Effect of RRM2B deficiency on mtDNA levels and alkali sensitivity. (A) MtDNA copy number measured as CytB/Actin in 12-wk-old WT and RRM2B KO tissues (n = 6 to 10). (B) MtDNA copy number measured as CytB/Actin in 12-wk-old WT and RRM2B Hemi tissues (n = 6 to 10). (C) Representative agarose gel image showing mtDNA fragmentation following alkali treatment in WT and RRM2B KO tissues. Fragments in alkali-treated RRM2B KO brains and hearts are largely shorter than 500 nucleotides and therefore undetectable on the blot. The molecular weights of the ladder bands are indicated in kbp. (D) Quantification of mtDNA fragmentation from four mice per genotype, including the ones shown in C.
Fig. 3.
Fig. 3.
Analysis of dNTP pools in RRM2B KO and Hemi mice across developmental stages and mouse fibroblasts treated with HU. (A) One-year-old RRM2B Hemi mice compared to WT (n = 6 to 10). (B) RRM2B KO embryos at E13.5 compared to WT embryos (n = 6 to 9). (C) Seven-week-old RRM2B KO mice compared to WT (n = 5 to 7). (D) Twelve-week-old RRM2B KO mice compared to WT (n = 7 to 13). (E) Mouse BALB/c 3T3 fibroblasts (n = 2) treated with increasing concentrations of HU for 1 h. Data shown as mean ± SEM.
Fig. 4.
Fig. 4.

▸ **What you have to do**: From the RRM2B captions, extract word for word the part that opens with the words containing "Effect of RRM2B" and closes with "shown in C.". You can leave the lines after the RRM2B captions aside.

▸ **Dataset content**:
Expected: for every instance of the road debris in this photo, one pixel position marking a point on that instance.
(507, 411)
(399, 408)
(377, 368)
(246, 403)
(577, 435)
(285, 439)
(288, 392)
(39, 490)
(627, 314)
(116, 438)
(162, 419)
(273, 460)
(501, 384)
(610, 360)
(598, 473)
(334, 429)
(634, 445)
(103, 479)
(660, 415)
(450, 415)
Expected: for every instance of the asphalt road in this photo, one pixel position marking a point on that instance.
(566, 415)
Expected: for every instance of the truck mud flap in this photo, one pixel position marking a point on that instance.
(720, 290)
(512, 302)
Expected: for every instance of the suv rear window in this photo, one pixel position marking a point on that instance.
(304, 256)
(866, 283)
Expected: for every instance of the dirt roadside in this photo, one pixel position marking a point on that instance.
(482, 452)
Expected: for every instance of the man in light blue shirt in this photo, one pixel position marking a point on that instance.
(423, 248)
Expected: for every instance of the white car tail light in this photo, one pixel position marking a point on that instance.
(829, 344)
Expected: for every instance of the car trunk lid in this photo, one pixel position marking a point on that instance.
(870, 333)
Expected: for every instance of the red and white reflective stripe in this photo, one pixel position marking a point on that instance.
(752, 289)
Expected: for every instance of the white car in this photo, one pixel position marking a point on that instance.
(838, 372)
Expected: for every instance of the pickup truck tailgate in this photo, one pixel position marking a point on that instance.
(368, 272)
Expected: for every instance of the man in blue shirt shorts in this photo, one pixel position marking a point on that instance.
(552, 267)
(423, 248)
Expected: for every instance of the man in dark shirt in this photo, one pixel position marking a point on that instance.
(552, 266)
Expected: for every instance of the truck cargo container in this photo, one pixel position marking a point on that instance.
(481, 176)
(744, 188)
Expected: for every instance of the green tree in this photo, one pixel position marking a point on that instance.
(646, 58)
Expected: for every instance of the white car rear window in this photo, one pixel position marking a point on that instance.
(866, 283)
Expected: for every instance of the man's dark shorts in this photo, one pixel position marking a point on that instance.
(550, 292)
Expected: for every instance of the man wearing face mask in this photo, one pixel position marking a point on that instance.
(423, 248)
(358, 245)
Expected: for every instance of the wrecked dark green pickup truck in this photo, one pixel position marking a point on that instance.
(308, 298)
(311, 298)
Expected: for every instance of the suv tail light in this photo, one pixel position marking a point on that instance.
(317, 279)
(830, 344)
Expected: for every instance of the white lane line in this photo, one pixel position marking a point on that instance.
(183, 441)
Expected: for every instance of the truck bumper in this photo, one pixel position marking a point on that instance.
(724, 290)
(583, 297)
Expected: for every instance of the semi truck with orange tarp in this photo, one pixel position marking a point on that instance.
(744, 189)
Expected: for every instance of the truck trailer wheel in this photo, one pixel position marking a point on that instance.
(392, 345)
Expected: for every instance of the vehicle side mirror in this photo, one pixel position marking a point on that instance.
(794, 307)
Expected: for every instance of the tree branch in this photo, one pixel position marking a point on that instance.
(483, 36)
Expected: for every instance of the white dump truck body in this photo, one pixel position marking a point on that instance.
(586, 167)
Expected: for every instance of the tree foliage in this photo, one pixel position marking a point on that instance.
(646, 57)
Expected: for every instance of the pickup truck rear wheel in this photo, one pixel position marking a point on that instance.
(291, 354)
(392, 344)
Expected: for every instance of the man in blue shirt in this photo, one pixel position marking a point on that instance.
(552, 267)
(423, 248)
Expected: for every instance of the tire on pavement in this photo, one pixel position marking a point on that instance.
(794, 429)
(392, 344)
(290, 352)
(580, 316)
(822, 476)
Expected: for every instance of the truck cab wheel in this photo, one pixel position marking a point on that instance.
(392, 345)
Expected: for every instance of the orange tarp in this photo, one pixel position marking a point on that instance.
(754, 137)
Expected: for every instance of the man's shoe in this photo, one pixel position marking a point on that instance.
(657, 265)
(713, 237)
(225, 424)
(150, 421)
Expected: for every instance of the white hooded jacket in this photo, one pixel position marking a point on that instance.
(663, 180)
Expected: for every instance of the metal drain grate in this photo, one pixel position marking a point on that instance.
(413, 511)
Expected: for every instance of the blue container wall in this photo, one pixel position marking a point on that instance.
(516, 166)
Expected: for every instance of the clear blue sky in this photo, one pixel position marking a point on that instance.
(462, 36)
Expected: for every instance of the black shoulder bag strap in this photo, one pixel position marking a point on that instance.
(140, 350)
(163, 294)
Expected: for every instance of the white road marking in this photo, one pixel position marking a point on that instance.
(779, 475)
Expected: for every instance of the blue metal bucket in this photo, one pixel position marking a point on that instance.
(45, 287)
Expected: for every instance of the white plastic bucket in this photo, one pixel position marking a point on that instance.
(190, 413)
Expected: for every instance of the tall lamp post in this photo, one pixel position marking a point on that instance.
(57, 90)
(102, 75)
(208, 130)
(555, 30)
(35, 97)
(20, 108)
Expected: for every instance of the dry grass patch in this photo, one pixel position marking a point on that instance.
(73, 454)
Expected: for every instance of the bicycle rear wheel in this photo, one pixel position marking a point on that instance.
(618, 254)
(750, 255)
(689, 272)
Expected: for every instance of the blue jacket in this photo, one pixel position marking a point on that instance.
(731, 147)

▸ **Output of the exercise**:
Effect of RRM2B deficiency on mtDNA levels and alkali sensitivity. (A) MtDNA copy number measured as CytB/Actin in 12-wk-old WT and RRM2B KO tissues (n = 6 to 10). (B) MtDNA copy number measured as CytB/Actin in 12-wk-old WT and RRM2B Hemi tissues (n = 6 to 10). (C) Representative agarose gel image showing mtDNA fragmentation following alkali treatment in WT and RRM2B KO tissues. Fragments in alkali-treated RRM2B KO brains and hearts are largely shorter than 500 nucleotides and therefore undetectable on the blot. The molecular weights of the ladder bands are indicated in kbp. (D) Quantification of mtDNA fragmentation from four mice per genotype, including the ones shown in C.